++++ SUPPLIED MATERIAL

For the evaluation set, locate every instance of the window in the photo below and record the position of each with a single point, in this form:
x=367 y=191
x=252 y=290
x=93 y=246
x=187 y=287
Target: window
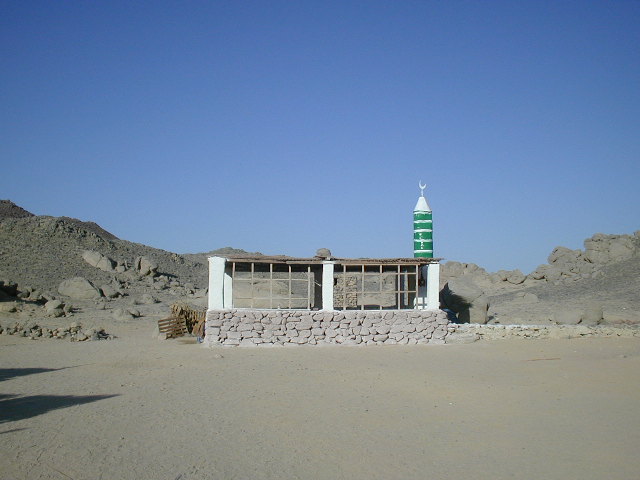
x=276 y=285
x=375 y=287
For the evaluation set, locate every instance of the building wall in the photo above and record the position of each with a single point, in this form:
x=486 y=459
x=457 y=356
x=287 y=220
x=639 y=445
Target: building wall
x=237 y=327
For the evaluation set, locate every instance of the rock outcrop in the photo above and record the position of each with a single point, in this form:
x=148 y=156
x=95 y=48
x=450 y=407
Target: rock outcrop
x=466 y=300
x=79 y=288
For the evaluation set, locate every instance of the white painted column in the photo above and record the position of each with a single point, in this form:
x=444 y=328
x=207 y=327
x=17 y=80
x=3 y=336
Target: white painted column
x=228 y=290
x=433 y=286
x=216 y=283
x=327 y=285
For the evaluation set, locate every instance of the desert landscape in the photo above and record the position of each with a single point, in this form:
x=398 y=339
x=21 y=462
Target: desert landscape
x=89 y=391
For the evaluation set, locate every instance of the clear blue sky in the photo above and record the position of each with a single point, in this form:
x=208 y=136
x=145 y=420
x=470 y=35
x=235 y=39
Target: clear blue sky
x=288 y=126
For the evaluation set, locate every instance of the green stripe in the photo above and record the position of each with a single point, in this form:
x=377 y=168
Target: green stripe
x=423 y=236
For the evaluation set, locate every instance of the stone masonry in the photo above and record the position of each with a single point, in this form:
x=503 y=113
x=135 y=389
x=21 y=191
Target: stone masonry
x=249 y=328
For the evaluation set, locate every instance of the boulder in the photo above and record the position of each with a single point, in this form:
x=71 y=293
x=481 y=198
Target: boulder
x=602 y=248
x=145 y=266
x=466 y=300
x=54 y=307
x=515 y=277
x=125 y=314
x=567 y=317
x=109 y=291
x=592 y=314
x=96 y=259
x=147 y=299
x=79 y=288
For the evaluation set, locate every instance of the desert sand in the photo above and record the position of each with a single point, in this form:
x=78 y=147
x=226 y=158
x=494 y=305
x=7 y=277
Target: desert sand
x=139 y=408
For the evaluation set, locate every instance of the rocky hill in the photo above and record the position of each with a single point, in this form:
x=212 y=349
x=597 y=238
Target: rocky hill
x=600 y=283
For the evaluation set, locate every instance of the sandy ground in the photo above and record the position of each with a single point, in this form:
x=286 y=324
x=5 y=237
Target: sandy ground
x=138 y=408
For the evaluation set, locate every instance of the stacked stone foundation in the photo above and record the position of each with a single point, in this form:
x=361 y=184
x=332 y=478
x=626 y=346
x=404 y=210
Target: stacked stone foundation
x=254 y=328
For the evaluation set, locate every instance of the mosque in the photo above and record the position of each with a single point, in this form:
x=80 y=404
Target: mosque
x=326 y=283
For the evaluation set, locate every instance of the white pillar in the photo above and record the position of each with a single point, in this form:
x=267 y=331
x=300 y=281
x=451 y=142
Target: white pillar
x=216 y=283
x=327 y=285
x=228 y=290
x=433 y=286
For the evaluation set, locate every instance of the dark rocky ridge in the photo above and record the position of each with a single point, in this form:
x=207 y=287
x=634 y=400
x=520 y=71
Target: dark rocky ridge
x=8 y=209
x=42 y=251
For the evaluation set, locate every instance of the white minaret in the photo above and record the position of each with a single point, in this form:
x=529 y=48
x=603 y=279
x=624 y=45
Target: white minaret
x=422 y=227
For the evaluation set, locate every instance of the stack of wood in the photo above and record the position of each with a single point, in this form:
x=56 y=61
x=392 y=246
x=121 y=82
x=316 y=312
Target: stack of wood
x=183 y=319
x=190 y=315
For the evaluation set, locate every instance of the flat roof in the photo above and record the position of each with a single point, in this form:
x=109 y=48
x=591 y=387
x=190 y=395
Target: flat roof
x=319 y=260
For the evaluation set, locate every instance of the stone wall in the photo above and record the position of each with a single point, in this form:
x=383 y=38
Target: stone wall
x=238 y=327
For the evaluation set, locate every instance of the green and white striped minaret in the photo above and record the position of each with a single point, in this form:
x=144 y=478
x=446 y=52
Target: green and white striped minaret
x=422 y=227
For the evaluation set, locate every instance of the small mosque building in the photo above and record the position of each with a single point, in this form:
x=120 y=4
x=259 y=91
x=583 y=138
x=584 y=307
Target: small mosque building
x=256 y=300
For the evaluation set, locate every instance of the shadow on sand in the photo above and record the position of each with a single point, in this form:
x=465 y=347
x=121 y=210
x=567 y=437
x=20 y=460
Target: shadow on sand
x=14 y=407
x=7 y=373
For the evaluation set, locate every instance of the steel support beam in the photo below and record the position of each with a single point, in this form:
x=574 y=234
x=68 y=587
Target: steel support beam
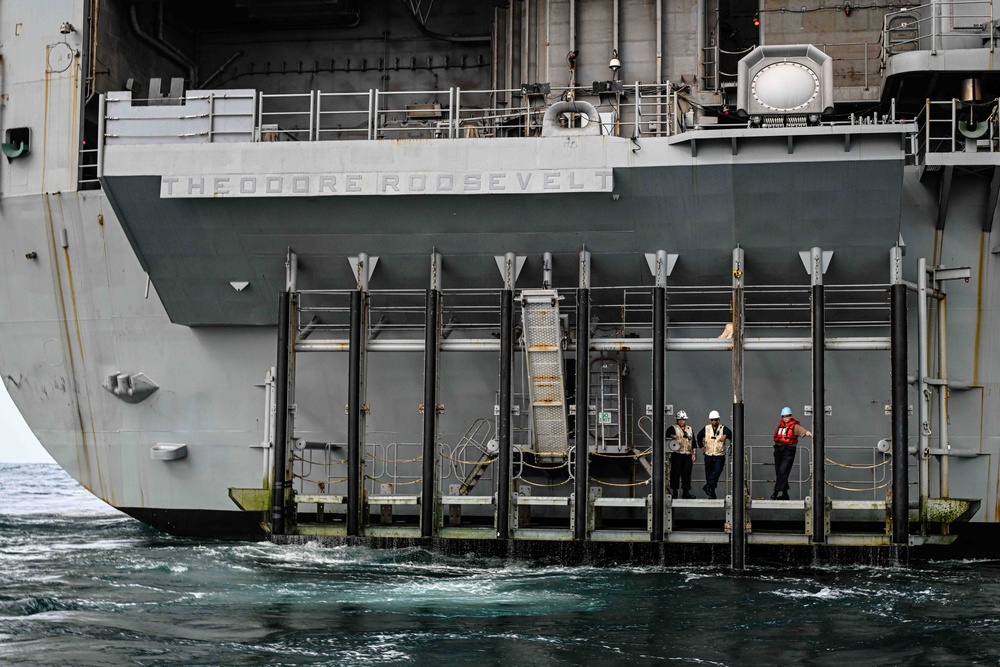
x=738 y=532
x=354 y=414
x=900 y=408
x=281 y=416
x=818 y=397
x=924 y=403
x=503 y=429
x=431 y=336
x=659 y=467
x=737 y=449
x=582 y=472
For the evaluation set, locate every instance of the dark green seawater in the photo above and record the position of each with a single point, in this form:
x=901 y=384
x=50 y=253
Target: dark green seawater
x=81 y=584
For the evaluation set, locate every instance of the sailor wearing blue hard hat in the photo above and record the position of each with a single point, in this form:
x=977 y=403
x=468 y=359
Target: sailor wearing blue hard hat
x=786 y=439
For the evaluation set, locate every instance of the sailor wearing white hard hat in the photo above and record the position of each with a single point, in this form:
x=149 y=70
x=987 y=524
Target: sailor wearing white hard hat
x=682 y=455
x=786 y=439
x=713 y=439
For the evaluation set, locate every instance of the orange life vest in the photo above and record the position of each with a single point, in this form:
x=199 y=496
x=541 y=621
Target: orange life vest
x=785 y=435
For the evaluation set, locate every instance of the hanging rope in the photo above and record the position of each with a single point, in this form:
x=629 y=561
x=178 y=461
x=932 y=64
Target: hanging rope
x=854 y=467
x=548 y=486
x=318 y=463
x=631 y=484
x=530 y=465
x=470 y=463
x=382 y=481
x=318 y=482
x=378 y=458
x=844 y=488
x=624 y=456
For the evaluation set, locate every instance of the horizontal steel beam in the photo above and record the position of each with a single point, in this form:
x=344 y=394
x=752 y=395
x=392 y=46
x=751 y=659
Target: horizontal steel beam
x=608 y=344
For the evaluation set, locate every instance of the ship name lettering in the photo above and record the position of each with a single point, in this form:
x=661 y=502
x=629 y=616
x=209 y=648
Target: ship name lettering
x=473 y=182
x=446 y=183
x=390 y=181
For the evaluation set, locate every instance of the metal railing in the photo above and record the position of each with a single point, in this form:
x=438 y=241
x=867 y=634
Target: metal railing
x=943 y=24
x=453 y=113
x=947 y=126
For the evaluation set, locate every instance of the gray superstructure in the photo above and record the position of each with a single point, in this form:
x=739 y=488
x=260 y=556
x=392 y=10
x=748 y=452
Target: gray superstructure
x=413 y=176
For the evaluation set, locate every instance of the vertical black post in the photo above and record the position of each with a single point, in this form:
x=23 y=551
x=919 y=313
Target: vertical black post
x=431 y=333
x=900 y=414
x=582 y=486
x=739 y=484
x=659 y=344
x=354 y=415
x=506 y=373
x=738 y=448
x=281 y=417
x=819 y=414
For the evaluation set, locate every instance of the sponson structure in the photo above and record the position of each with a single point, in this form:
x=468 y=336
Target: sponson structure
x=401 y=272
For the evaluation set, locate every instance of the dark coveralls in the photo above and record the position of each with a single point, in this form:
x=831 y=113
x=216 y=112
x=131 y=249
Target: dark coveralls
x=714 y=465
x=681 y=461
x=784 y=456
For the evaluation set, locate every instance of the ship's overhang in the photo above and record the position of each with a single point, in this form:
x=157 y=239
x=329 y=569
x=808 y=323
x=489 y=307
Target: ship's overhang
x=200 y=218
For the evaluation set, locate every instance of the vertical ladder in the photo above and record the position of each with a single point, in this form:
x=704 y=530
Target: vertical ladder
x=606 y=397
x=546 y=383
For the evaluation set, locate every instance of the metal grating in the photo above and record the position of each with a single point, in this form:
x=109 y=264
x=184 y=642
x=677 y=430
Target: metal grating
x=543 y=355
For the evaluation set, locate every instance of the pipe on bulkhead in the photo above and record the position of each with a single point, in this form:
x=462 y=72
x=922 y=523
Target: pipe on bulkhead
x=615 y=9
x=900 y=408
x=659 y=42
x=582 y=423
x=525 y=36
x=572 y=47
x=942 y=389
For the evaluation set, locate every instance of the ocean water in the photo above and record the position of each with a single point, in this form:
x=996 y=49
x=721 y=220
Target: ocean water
x=81 y=584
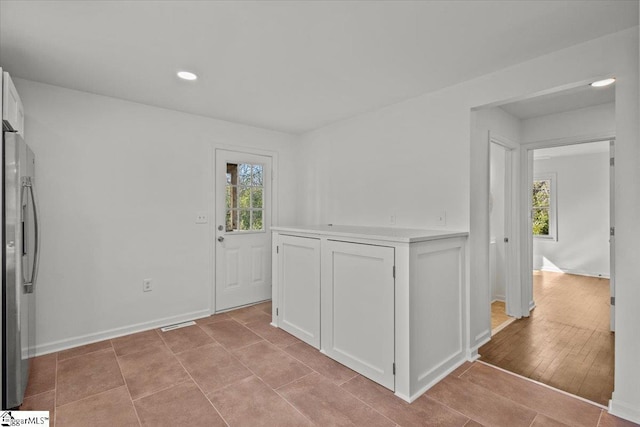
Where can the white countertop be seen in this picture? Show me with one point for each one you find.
(388, 234)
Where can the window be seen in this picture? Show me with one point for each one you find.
(543, 209)
(245, 197)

++++++++

= TASK TO CARRY OUT =
Begin at the line that has "For the evaluation set, locate every instance of the sponson" and stop after the line that has "x=401 y=272", then write out those lines of the listing with the requests included. Multiply each x and y coordinate in the answers by 1.15 and round to whole numbers, halves up, but leave the requests and their sample coordinates unchanged.

= ANSWER TO THIS PROBLEM =
For the evaluation set, locate every instance of the sponson structure in the photo above and record the position of each with a single point, in this form:
x=468 y=336
Target: sponson structure
x=461 y=313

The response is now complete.